Reproduce the material from its start through the line containing "[6,154,16,220]", swapping "annotator" for "labeler" and leaving everything else unchanged. Omit the pictures.

## Start

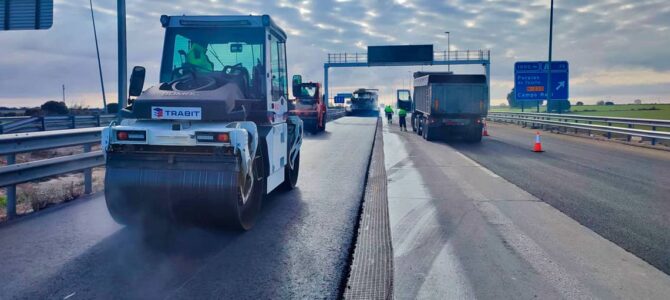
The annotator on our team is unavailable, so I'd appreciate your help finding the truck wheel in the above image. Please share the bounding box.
[423,126,435,142]
[416,117,423,136]
[281,152,300,191]
[465,126,482,143]
[230,143,267,230]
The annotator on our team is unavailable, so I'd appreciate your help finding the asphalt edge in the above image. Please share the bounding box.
[341,118,393,299]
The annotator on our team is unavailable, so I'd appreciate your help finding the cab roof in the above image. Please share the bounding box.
[161,15,286,40]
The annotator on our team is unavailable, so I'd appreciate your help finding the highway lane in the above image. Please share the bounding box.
[0,117,376,299]
[384,120,670,299]
[452,123,670,274]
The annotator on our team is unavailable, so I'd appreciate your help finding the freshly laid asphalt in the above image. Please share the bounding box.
[0,117,376,299]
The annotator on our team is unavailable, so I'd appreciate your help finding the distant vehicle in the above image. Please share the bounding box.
[396,90,412,112]
[344,99,351,116]
[411,72,489,142]
[350,88,379,114]
[290,75,327,133]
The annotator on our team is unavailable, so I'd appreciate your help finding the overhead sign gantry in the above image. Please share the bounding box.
[323,45,491,105]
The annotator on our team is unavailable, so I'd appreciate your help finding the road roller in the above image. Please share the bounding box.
[102,15,303,230]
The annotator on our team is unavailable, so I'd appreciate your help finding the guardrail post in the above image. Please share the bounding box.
[607,122,612,140]
[84,144,93,195]
[651,126,656,146]
[6,154,16,220]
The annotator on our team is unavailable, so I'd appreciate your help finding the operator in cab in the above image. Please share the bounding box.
[384,105,393,124]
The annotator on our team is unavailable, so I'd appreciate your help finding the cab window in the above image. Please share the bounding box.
[270,35,288,101]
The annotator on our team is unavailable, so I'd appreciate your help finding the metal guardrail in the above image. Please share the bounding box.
[488,112,670,145]
[0,127,105,219]
[0,115,116,134]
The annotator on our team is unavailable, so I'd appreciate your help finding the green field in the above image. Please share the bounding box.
[491,104,670,120]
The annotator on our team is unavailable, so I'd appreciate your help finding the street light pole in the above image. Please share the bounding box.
[88,0,107,113]
[444,31,451,72]
[116,0,128,116]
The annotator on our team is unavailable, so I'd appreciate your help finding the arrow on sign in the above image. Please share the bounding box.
[556,81,565,91]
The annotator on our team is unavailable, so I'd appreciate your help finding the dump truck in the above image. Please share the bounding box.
[102,15,303,230]
[396,90,412,112]
[290,75,327,133]
[349,88,379,115]
[411,72,489,142]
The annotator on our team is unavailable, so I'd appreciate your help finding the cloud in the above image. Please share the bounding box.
[0,0,670,106]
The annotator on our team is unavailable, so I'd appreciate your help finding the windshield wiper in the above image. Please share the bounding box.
[207,44,225,67]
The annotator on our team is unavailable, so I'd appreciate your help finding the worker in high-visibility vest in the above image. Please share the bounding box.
[384,105,393,124]
[398,108,407,131]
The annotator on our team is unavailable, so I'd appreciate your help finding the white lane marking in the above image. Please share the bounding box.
[452,148,500,178]
[416,241,476,299]
[475,202,596,299]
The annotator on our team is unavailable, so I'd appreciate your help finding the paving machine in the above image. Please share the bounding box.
[102,15,303,230]
[290,75,327,133]
[351,88,379,116]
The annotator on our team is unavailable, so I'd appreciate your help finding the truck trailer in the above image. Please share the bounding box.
[102,15,303,230]
[411,72,489,142]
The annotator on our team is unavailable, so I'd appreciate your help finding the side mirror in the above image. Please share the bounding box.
[292,75,302,98]
[128,66,146,97]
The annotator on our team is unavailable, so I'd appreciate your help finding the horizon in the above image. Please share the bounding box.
[0,0,670,107]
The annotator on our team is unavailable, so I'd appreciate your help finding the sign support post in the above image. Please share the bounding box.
[538,0,562,114]
[116,0,128,117]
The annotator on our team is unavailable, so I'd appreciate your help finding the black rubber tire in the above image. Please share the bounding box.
[321,113,328,131]
[281,152,300,191]
[423,126,435,142]
[465,126,482,143]
[416,117,423,136]
[231,142,267,231]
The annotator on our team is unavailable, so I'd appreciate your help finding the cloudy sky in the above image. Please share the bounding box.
[0,0,670,107]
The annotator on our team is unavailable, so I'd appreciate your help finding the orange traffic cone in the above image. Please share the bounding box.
[533,131,544,152]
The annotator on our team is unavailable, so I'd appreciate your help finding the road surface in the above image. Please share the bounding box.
[384,120,670,299]
[453,123,670,274]
[0,117,376,299]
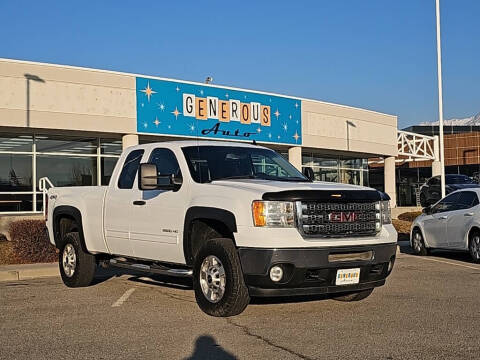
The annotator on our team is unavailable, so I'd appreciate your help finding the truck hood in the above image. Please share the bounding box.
[211,179,374,194]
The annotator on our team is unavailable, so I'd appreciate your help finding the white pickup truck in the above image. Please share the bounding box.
[47,141,397,316]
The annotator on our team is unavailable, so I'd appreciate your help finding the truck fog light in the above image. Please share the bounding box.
[270,265,283,282]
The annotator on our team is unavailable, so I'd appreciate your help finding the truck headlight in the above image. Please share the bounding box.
[380,200,392,224]
[252,201,295,227]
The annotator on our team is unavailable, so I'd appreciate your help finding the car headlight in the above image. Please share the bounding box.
[252,201,295,227]
[380,200,392,224]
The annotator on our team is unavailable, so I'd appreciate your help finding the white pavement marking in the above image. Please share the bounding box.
[403,254,480,270]
[112,288,135,307]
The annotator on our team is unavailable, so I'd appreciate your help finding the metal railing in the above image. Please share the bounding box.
[38,177,54,217]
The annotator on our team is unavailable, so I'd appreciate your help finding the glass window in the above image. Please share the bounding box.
[100,156,118,185]
[149,149,181,177]
[432,193,460,213]
[35,135,97,154]
[100,139,122,155]
[0,154,33,192]
[37,155,97,186]
[183,146,308,182]
[458,191,478,209]
[0,134,33,152]
[118,149,143,189]
[0,193,33,212]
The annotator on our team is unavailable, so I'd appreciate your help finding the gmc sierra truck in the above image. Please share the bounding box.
[47,141,397,316]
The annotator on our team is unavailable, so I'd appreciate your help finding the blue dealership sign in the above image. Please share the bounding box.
[136,77,302,145]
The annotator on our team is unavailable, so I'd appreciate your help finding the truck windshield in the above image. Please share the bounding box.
[182,146,309,183]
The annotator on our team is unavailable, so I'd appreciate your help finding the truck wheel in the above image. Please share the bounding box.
[333,289,373,301]
[193,239,250,317]
[468,231,480,263]
[58,232,96,287]
[412,229,429,256]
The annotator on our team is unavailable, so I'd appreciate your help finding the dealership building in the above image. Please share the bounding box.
[0,59,399,215]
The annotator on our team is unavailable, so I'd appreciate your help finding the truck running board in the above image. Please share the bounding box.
[108,258,193,277]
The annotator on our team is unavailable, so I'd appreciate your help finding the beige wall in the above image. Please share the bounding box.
[0,59,397,156]
[302,100,397,156]
[0,59,136,133]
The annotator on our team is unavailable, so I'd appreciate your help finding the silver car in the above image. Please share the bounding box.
[410,189,480,263]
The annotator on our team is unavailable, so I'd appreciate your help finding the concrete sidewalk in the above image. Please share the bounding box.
[0,263,60,281]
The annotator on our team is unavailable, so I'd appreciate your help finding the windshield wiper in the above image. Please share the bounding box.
[212,175,255,181]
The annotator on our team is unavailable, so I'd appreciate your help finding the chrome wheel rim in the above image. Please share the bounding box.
[470,235,480,260]
[200,255,226,303]
[413,232,423,253]
[62,244,77,277]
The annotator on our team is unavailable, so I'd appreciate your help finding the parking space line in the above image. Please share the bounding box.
[404,254,480,270]
[112,288,135,307]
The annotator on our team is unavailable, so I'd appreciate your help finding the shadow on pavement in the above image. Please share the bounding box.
[184,335,237,360]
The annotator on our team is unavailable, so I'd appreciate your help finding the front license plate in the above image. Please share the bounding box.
[335,268,360,285]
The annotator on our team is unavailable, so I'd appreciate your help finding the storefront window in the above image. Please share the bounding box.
[0,154,32,192]
[35,135,98,154]
[37,155,97,186]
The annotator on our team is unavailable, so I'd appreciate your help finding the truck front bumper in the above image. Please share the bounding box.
[238,243,397,296]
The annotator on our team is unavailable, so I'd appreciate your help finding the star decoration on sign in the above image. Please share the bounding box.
[293,131,300,142]
[273,109,280,120]
[172,106,182,120]
[140,82,157,102]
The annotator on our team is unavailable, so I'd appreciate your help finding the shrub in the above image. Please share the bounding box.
[398,211,422,222]
[9,220,57,263]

## End

### SOLVED EXERCISE
The labeler on our team is unavailable, so I'd appreciate your help finding the truck wheel in the above image. Please share the bounding box.
[423,126,435,142]
[416,117,423,136]
[281,152,300,191]
[465,126,482,143]
[230,143,267,230]
The labeler on our team is unavailable, so I'd appreciate your help finding the asphalt edge in the above image. Please share the bounding box.
[341,118,393,299]
The labeler on our team is unavailable, so I'd appreciate your help finding the cab roof in the above image. Please share the bounding box.
[161,15,286,40]
The labeler on our team is unavailable, so I'd appreciate your help finding the highway lane in the above image. Please share the bounding box.
[0,117,376,299]
[384,120,670,299]
[452,123,670,274]
The labeler on our team is unavailable, so I'd appreciate your help finding the freshly laid asphalt in the above image. Please share the bounding box.
[0,117,376,299]
The labeler on our team is unavailable, so I'd appreciate your help finding the distant vehicle in the above image. Please share the bounding box.
[396,90,412,112]
[344,99,351,116]
[411,72,489,142]
[350,88,379,114]
[290,75,327,133]
The labeler on our team is unavailable, so I'd appreciate your help finding the overhead sign gantry in the above image. Please share the bounding box.
[323,45,491,105]
The labeler on our team is unavailable, so I'd appreciate your help finding the road roller in the above image. Please share the bounding box.
[102,15,303,230]
The labeler on our team is unavailable, so I'd appreciate your help finding the guardrail post in the above image. Please share the bounding box.
[607,122,612,140]
[84,144,93,195]
[651,126,656,146]
[6,154,16,220]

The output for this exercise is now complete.